_Dataset records_:
---

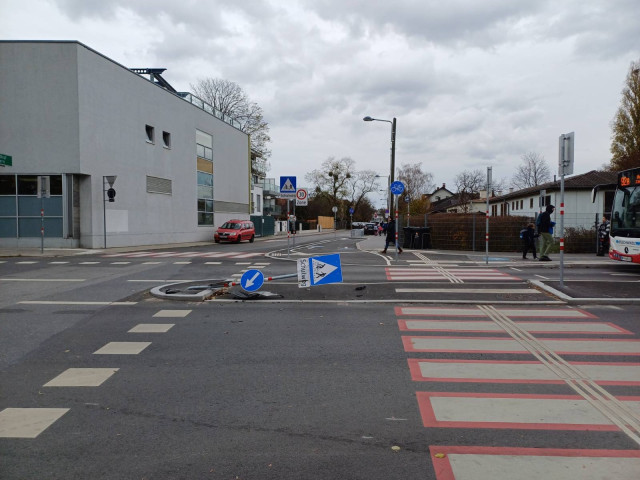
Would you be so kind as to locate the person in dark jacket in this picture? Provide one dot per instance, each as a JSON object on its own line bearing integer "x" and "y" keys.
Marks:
{"x": 603, "y": 236}
{"x": 544, "y": 230}
{"x": 391, "y": 235}
{"x": 528, "y": 236}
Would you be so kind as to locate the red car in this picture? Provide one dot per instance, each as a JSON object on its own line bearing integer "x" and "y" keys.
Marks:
{"x": 235, "y": 231}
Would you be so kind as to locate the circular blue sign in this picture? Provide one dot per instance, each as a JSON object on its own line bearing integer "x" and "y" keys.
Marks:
{"x": 252, "y": 280}
{"x": 397, "y": 187}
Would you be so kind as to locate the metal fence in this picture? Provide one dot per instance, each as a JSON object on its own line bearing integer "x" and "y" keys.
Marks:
{"x": 462, "y": 231}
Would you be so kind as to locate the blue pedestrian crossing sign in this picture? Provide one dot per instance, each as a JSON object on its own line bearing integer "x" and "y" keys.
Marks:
{"x": 252, "y": 280}
{"x": 319, "y": 270}
{"x": 288, "y": 185}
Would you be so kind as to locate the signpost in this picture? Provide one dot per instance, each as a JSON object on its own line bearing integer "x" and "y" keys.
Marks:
{"x": 565, "y": 167}
{"x": 319, "y": 270}
{"x": 302, "y": 198}
{"x": 397, "y": 188}
{"x": 252, "y": 280}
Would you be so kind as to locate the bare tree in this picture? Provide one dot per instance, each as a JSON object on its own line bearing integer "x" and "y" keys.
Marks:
{"x": 229, "y": 98}
{"x": 625, "y": 127}
{"x": 533, "y": 171}
{"x": 468, "y": 184}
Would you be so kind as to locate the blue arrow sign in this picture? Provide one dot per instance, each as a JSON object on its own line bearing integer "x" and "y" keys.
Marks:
{"x": 252, "y": 280}
{"x": 319, "y": 270}
{"x": 397, "y": 187}
{"x": 288, "y": 185}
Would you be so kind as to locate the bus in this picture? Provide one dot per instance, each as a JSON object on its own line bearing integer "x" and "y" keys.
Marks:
{"x": 625, "y": 218}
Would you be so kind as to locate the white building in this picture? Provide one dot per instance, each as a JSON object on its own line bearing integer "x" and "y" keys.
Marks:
{"x": 74, "y": 115}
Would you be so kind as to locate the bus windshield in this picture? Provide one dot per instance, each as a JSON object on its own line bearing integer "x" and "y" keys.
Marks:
{"x": 625, "y": 215}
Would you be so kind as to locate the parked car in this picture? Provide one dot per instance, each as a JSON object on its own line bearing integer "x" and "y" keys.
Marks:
{"x": 370, "y": 228}
{"x": 235, "y": 231}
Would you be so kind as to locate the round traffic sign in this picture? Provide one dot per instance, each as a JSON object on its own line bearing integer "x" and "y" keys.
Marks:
{"x": 397, "y": 187}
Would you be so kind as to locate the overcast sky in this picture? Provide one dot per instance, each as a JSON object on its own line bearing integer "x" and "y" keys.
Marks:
{"x": 472, "y": 83}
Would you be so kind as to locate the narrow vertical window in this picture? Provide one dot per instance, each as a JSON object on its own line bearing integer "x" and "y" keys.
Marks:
{"x": 150, "y": 133}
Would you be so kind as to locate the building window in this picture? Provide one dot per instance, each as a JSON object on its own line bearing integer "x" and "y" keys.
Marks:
{"x": 158, "y": 185}
{"x": 20, "y": 207}
{"x": 151, "y": 133}
{"x": 204, "y": 178}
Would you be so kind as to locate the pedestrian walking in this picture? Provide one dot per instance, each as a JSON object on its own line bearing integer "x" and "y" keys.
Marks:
{"x": 545, "y": 229}
{"x": 528, "y": 236}
{"x": 603, "y": 237}
{"x": 391, "y": 236}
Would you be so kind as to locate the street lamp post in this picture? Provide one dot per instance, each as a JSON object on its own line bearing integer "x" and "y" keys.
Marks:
{"x": 393, "y": 151}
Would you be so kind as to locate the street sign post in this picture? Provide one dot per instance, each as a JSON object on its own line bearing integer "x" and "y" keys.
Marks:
{"x": 319, "y": 270}
{"x": 288, "y": 187}
{"x": 302, "y": 198}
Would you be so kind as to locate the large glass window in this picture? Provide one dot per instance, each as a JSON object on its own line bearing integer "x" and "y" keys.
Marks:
{"x": 20, "y": 207}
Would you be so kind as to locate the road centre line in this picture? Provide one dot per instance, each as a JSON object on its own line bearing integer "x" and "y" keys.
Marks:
{"x": 43, "y": 280}
{"x": 469, "y": 290}
{"x": 48, "y": 302}
{"x": 620, "y": 414}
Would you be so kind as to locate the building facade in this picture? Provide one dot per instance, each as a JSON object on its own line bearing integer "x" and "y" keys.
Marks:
{"x": 79, "y": 118}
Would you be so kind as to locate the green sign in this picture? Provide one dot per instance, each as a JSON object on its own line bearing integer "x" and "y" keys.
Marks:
{"x": 6, "y": 160}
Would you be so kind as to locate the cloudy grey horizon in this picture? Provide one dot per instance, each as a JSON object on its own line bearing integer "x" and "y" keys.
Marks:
{"x": 472, "y": 84}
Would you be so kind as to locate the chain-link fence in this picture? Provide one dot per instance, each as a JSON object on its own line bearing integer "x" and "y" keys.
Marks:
{"x": 466, "y": 231}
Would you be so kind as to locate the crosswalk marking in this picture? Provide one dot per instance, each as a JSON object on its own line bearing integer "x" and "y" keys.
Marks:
{"x": 526, "y": 411}
{"x": 27, "y": 422}
{"x": 122, "y": 348}
{"x": 515, "y": 463}
{"x": 82, "y": 377}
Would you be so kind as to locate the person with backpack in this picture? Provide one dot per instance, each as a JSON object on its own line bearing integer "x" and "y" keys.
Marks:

---

_Task to complete_: Your task is to reproduce all of the material exactly. The pictures stay out.

_Answer box_:
Would you be so kind as to locate the person in dark jacket in this picture? Provide one dot per instance, each as a JSON object on its own line bearing integer "x" and "y" keys.
Marks:
{"x": 603, "y": 236}
{"x": 544, "y": 230}
{"x": 391, "y": 235}
{"x": 528, "y": 236}
Would you be so kind as to locate the red car in this picture? Provide one dot per instance, each as a JSON object on its own line bearing integer "x" and "y" keys.
Marks:
{"x": 235, "y": 231}
Would you be so kind as to locate the circular blue sign in this picture? Provide one dot per instance, each as a JSON object on its own line bearing integer "x" and "y" keys.
Marks:
{"x": 252, "y": 280}
{"x": 397, "y": 187}
Would you be so kind as to locate the metal fence in this picture? Provide one dot per instance, each as a JSON object on its own line bearing integer "x" and "y" keys.
Marks:
{"x": 462, "y": 231}
Would you be so kind as to locate the blue pedestrian crossing sign in this picture? Provide one dot per instance, each as a JSON object on its own line bearing integer "x" and "y" keys.
Marks:
{"x": 252, "y": 280}
{"x": 319, "y": 270}
{"x": 288, "y": 185}
Would you be so kind as to locate the signpost in this picture? Provide one dot per instance, each as a JSON object on its own line bearing integer "x" and "y" keys.
Marks:
{"x": 565, "y": 167}
{"x": 319, "y": 270}
{"x": 302, "y": 198}
{"x": 397, "y": 188}
{"x": 252, "y": 280}
Would you be so kind as to locate the bare tree in this picture? Provide one dot per instance, each as a JSON object on its own line bearing integer "x" and "y" keys.
Marks:
{"x": 229, "y": 98}
{"x": 625, "y": 127}
{"x": 533, "y": 171}
{"x": 468, "y": 184}
Would you be so kind as to locate the blue arrow sign in this picture? Provide one dot per instance, each as a JSON object on its own line bearing integer "x" and "y" keys.
Marks:
{"x": 252, "y": 280}
{"x": 319, "y": 270}
{"x": 397, "y": 187}
{"x": 288, "y": 185}
Would you be so kind as to locate the bus in this picture? Provide one dot per instance, each as a JSON object on its own line bearing integer "x" and "y" keys.
Marks:
{"x": 625, "y": 218}
Would you be so kind as to locate the white building in this picture? Provide one dot per instance, each as a JSON object on its own line bearing integer "x" and "y" keys.
Marks:
{"x": 74, "y": 115}
Would you be so kind as to locate the bus windshield in this picture? Provide one dot per instance, each as a JSON object on its own line bearing integer "x" and "y" keys.
Marks:
{"x": 625, "y": 215}
Would you be so kind as to locate the parked car in this picture? Provide one dot per instance, each as a JSON object on its own line bearing integer "x" and "y" keys.
Marks:
{"x": 370, "y": 228}
{"x": 235, "y": 231}
Would you be so kind as to locate the round traffic sign in this picture? Provide one dot per instance, each as a JSON object on its own line bearing integer "x" and "y" keys.
Marks:
{"x": 397, "y": 187}
Would you be so kind as to locate the overcast sky in this picture? Provide one dot per instance, each as a JSON object on its own line bearing integer "x" and "y" keys.
Marks:
{"x": 472, "y": 83}
Would you be so kind as to locate the narrow vertical window in this picture? Provide one dot per instance, each as a JSON object on its own line bearing integer "x" and "y" keys.
Marks:
{"x": 150, "y": 133}
Would you be so kind as to locate the building window in this picture? Provide one dot per instance, each as a JSON object on its own line bearing integer "x" and "y" keys.
Marks:
{"x": 158, "y": 185}
{"x": 20, "y": 207}
{"x": 151, "y": 133}
{"x": 204, "y": 178}
Would you be so kind as to locate the pedestrian walking in this picture? Provide one dot per instance, each as a JSON object on its own line bearing integer "x" and "y" keys.
Marks:
{"x": 545, "y": 229}
{"x": 528, "y": 236}
{"x": 603, "y": 237}
{"x": 391, "y": 236}
Would you be so kind as to locate the street lamp post in this picture? Provide one dot per instance, each as a JSON object on its own line bearing integer "x" and "y" keys.
Marks:
{"x": 393, "y": 151}
Would you be so kind as to locate the street sign post in this picture? Provide one dot per instance, each as a JSON object on its own line bearing integer "x" and "y" keys.
Marks:
{"x": 319, "y": 270}
{"x": 288, "y": 187}
{"x": 302, "y": 198}
Would you be so kind as to locate the large glass window in this picture? Provide one dot per instance, each as a JSON object on its own line bearing integer "x" and "y" keys.
Marks:
{"x": 20, "y": 207}
Would you be so kind as to locate the road centre line in this picture? Provide one dot per instance, each as a JSON object on its own line bearing integer "x" and "y" keys.
Marks:
{"x": 43, "y": 280}
{"x": 469, "y": 290}
{"x": 48, "y": 302}
{"x": 620, "y": 414}
Would you be so kind as to locate the building facade in this picture? Provide one dot per instance, each as a JSON object on its own line bearing integer "x" and "y" keys.
Marks:
{"x": 79, "y": 118}
Would you be so kind as to locate the green sign in this picture? Provide one dot per instance, each as a JSON object on its own line bearing integer "x" and "y" keys.
Marks:
{"x": 6, "y": 160}
Would you be so kind as to locate the cloudy grey horizon in this picture? Provide one dot per instance, each as a JSON object on its own line bearing integer "x" and "y" keys.
Marks:
{"x": 472, "y": 84}
Would you be so kind as to locate the chain-link fence in this picture? Provide one dot per instance, each as a JSON object on its own line bearing integer "x" and "y" keys.
Marks:
{"x": 466, "y": 231}
Would you be so kind as to locate the crosswalk marking in this picture? Provide one dot per instance, each as a JSON object on its own line bearing integer "x" and "y" keys.
Marks:
{"x": 526, "y": 411}
{"x": 27, "y": 422}
{"x": 122, "y": 348}
{"x": 515, "y": 463}
{"x": 82, "y": 377}
Would you be so kind as to locate the person with backpack in this picture? Provide one dot per instance, each as a JSON object on its own line bearing integer "x" and "y" keys.
Marks:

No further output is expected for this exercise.